Your task
Can you copy out the whole listing below word for word, from the first line to the last?

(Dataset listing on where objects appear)
────────────────

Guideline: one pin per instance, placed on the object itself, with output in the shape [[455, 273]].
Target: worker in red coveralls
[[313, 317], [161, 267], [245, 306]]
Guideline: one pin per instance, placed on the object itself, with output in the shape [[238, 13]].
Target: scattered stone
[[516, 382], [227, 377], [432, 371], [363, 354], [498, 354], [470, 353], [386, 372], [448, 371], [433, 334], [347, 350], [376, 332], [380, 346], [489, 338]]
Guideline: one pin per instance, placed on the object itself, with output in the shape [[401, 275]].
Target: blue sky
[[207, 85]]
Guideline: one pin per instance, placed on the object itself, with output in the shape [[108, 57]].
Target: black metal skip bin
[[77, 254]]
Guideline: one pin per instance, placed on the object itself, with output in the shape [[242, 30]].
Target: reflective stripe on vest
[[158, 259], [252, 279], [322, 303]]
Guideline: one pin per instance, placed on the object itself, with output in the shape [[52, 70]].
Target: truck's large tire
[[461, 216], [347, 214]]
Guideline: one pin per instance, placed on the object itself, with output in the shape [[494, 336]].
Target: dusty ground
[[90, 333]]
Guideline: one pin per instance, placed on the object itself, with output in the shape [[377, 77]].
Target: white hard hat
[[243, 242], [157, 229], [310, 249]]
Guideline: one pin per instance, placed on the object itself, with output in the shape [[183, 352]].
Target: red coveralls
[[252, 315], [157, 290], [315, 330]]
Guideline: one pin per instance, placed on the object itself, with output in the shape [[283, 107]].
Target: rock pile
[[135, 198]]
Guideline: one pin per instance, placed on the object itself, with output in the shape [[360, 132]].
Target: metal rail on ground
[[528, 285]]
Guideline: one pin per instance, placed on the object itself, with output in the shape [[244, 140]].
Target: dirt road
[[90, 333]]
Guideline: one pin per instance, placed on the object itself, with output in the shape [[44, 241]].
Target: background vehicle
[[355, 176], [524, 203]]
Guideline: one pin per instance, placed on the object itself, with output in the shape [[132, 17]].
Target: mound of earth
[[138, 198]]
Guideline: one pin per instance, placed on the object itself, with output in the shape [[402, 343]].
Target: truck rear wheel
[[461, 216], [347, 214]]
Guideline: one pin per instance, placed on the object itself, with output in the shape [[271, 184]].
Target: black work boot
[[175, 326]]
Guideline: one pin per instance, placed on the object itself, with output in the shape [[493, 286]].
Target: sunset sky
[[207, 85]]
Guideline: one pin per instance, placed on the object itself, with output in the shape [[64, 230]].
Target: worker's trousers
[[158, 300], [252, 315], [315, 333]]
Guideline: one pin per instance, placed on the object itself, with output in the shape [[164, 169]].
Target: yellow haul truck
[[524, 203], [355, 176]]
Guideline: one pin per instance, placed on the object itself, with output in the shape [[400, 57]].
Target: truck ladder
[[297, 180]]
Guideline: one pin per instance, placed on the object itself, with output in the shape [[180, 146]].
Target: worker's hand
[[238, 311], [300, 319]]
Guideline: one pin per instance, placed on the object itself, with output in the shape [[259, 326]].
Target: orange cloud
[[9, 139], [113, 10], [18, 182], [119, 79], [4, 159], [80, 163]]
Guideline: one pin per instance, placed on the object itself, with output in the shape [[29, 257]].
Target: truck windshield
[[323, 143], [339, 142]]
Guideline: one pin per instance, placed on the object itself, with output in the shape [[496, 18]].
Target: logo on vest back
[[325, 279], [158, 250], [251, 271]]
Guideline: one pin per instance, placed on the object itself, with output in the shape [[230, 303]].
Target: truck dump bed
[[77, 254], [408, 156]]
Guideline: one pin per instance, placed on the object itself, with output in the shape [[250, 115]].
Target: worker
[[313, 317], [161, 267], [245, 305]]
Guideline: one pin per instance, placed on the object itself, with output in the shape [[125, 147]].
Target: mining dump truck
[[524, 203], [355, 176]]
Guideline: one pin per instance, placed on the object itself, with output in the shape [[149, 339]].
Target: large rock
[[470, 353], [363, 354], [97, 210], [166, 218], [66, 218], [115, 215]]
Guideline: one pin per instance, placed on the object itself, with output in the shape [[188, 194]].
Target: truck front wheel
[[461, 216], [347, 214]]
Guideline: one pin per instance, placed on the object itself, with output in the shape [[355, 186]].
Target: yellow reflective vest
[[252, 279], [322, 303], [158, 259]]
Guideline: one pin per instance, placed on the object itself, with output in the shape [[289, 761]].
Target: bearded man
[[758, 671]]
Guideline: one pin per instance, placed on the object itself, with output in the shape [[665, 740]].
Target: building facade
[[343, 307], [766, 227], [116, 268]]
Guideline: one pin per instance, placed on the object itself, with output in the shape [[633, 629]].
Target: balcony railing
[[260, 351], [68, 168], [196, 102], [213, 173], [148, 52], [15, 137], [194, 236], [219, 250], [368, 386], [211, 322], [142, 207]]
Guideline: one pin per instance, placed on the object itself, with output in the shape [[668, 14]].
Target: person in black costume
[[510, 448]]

────────────────

Answer below
Guideline: one pin per instance, placed on the object itself, with output in the shape [[455, 273]].
Target: worker in red coveralls
[[313, 317], [161, 267], [245, 306]]
Guideline: one pin per instance, placed on the object itself, with output in the shape [[238, 13]].
Target: scattered stone
[[516, 382], [227, 377], [432, 371], [363, 354], [498, 354], [470, 353], [386, 372], [448, 371], [433, 334], [347, 350], [376, 332], [380, 346], [489, 338]]
Guideline: one pin per instance, placed on the object itself, with output in the shape [[401, 275]].
Target: blue sky
[[207, 85]]
Guideline: one pin per instance, placed on the object itself, with output in the shape [[108, 57]].
Target: black metal skip bin
[[77, 254]]
Guideline: one pin per instance, placed on the object itself, with output in the shape [[242, 30]].
Target: reflective stripe on vest
[[158, 259], [252, 279], [322, 303]]
Guideline: one pin per instance, placed on the object itself, with output in the shape [[52, 70]].
Target: truck's large tire
[[461, 216], [347, 214]]
Guideline: one pin per instance, placed on the object itself, with output in the shape [[494, 336]].
Target: dusty ground
[[90, 333]]
Guideline: one pin per instance, placed on the object itself, with output in the shape [[377, 77]].
Target: white hard hat
[[243, 242], [157, 229], [310, 249]]
Guideline: one pin per instance, placed on the object itself, with output in the shape [[183, 352]].
Target: red coveralls
[[252, 315], [157, 290], [315, 330]]
Guideline: one pin per instance, placed on the object itself, with output in the shape [[283, 107]].
Target: rock pile
[[135, 198]]
Guideline: one pin per instance, placed on the object itself, with output in the shape [[360, 132]].
Target: metal rail on ground
[[528, 285]]
Guideline: one pin per instance, placed on the object itself, with output in the shape [[244, 140]].
Target: dirt road
[[90, 333]]
Guideline: one pin per instance, placed on the object itself, with output in the shape [[44, 241]].
Target: background vehicle
[[355, 176], [524, 203]]
Guideline: one pin per instance, placed on the object itself, with output in the shape [[132, 17]].
Target: mound of earth
[[138, 198]]
Guideline: one pin per instance, placed on the object itself, with output in the shape [[402, 343]].
Target: truck rear wheel
[[461, 216], [347, 214]]
Guideline: one pin per instance, placed on the object itself, with output in the shape [[271, 184]].
Target: black work boot
[[175, 326]]
Guideline: one pin per instance, placed on the object itself, with output in the shape [[493, 286]].
Target: sunset sky
[[207, 85]]
Guideline: one pin per instance, placed on the object itself, with output in the shape [[64, 230]].
Target: worker's trousers
[[158, 300], [252, 315], [315, 333]]
Guideline: one pin per instance, placed on the object itself, with output in the shape [[164, 169]].
Target: yellow haul truck
[[524, 203], [355, 176]]
Guideline: one pin per instance, placed on the object itself, with output in the shape [[400, 57]].
Target: truck ladder
[[297, 180]]
Guideline: one pin per instance, placed on the object itself, with output in the shape [[180, 146]].
Target: worker's hand
[[238, 311], [300, 319]]
Guideline: one pin per instance, placed on the object itself, with output in the shape [[259, 326]].
Target: orange cloud
[[9, 139], [113, 10], [18, 182], [119, 79], [4, 159], [80, 163]]
Guideline: one pin per instance, placed on the object itself, with output in the shape [[29, 257]].
Target: truck windshield
[[323, 143], [339, 142]]
Guideline: one pin per instance, placed on the object itself, with output in the shape [[496, 18]].
Target: logo on vest back
[[325, 279], [158, 250], [251, 271]]
Guideline: one pin per instance, placed on the object itself, with output in the shape [[230, 303]].
Target: truck dump bed
[[77, 254], [408, 156]]
Guideline: one pin per instance, placed on the object itself, with output in the shape [[250, 115]].
Target: worker
[[313, 317], [161, 267], [245, 305]]
Guideline: one pin per instance, placed on the object itself, with output in the shape [[125, 147]].
Target: mining dump truck
[[524, 203], [355, 176]]
Guideline: one pin per instance, placed on the object itself, with output in the shape [[149, 339]].
Target: large rock
[[470, 353], [363, 354], [97, 210], [166, 218], [66, 218], [115, 215]]
Guideline: one pin per instance, placed on the object itself, with output in the shape [[188, 194]].
Target: truck front wheel
[[461, 216], [347, 214]]
Guideline: one pin per instance, placed on the object itself, with output in the shape [[355, 186]].
Target: yellow reflective vest
[[252, 279], [322, 303], [158, 259]]
Guideline: one pin per instance, placed on the object itself, with output in the shape [[289, 761]].
Target: bearded man
[[758, 671]]
Guideline: one pin per instance, placed on the object itself, with output in the shape [[665, 740]].
Target: building facade
[[343, 307], [766, 227], [116, 268]]
Guideline: one pin per instance, placed on the object itself, with output in the shape [[633, 629]].
Target: balcony railing
[[260, 351], [68, 168], [196, 102], [213, 173], [148, 52], [15, 137], [194, 236], [219, 250], [368, 386], [211, 322], [142, 207]]
Guideline: one pin per instance, placed on the object itself, with output in the shape [[668, 14]].
Target: person in black costume
[[510, 448]]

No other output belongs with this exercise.